Records excerpted from a collection
Segment Open

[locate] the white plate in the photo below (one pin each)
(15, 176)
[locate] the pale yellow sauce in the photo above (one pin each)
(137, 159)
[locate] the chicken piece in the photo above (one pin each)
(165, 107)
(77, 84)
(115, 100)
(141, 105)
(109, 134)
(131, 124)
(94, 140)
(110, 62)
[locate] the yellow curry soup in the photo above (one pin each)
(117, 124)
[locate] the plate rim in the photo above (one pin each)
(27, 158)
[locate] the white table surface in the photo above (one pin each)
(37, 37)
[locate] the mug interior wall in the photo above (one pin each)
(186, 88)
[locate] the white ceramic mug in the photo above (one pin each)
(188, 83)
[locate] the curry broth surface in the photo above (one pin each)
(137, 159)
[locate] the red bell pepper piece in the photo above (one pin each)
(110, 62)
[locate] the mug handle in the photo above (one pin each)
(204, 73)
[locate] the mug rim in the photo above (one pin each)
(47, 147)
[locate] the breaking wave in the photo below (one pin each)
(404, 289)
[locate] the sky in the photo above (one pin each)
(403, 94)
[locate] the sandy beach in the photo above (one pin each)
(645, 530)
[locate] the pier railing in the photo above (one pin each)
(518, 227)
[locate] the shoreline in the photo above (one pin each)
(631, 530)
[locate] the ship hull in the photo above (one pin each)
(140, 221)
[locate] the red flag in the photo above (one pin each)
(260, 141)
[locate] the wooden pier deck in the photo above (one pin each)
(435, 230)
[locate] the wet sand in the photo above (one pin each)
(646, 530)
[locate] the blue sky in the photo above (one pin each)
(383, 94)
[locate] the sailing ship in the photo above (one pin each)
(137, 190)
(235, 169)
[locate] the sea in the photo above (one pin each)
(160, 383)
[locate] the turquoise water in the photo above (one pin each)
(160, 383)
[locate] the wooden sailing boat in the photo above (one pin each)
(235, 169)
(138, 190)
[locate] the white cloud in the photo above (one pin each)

Segment Closed

ASSIGNED TASK: Every line above should be written out again exactly as it stands.

OUTPUT OF THE TASK:
[locate] the white plate in the photo below (one pin each)
(15, 176)
[locate] the pale yellow sauce in the photo above (one pin each)
(137, 159)
[locate] the chicken piece in the photo above (one pin each)
(165, 107)
(77, 84)
(115, 100)
(141, 105)
(109, 134)
(131, 124)
(94, 140)
(110, 62)
[locate] the yellow curry soup in the photo above (one pin each)
(117, 124)
[locate] the plate rim in the photo above (one pin each)
(27, 158)
[locate] the white table surface in the photo above (one pin each)
(37, 37)
[locate] the mug interior wall in the photo above (one pin each)
(186, 88)
[locate] the white ceramic mug in the photo above (one pin each)
(188, 83)
[locate] the curry broth surface in the photo above (one pin each)
(137, 159)
[locate] the red bell pepper piece in the photo above (one pin each)
(110, 62)
[locate] the mug handle in the photo above (one pin each)
(204, 73)
[locate] the mug rim in the photo above (one pin each)
(47, 147)
[locate] the breaking wave in the photo below (one pin each)
(404, 289)
[locate] the sky in the photo above (one pin each)
(403, 94)
[locate] the sandy beach in the photo above (one pin each)
(645, 530)
[locate] the pier railing in the photo above (one pin each)
(518, 227)
[locate] the shoreline in the photo above (one pin each)
(631, 530)
[locate] the ship hull in the photo above (one pin each)
(140, 221)
[locate] the red flag in the photo above (one pin each)
(260, 141)
[locate] the wooden pier deck in the photo above (one pin each)
(435, 230)
[locate] the wet sand in the photo above (one pin each)
(646, 530)
[locate] the blue sky in the photo above (one pin each)
(383, 94)
[locate] the sailing ship in the photo above (one pin each)
(137, 190)
(235, 169)
[locate] the sea in the photo above (one pin each)
(160, 383)
[locate] the turquoise water in the photo above (one pin each)
(160, 383)
[locate] the wooden sailing boat in the photo above (one pin each)
(235, 169)
(138, 190)
[locate] the white cloud in the photo above (one pin each)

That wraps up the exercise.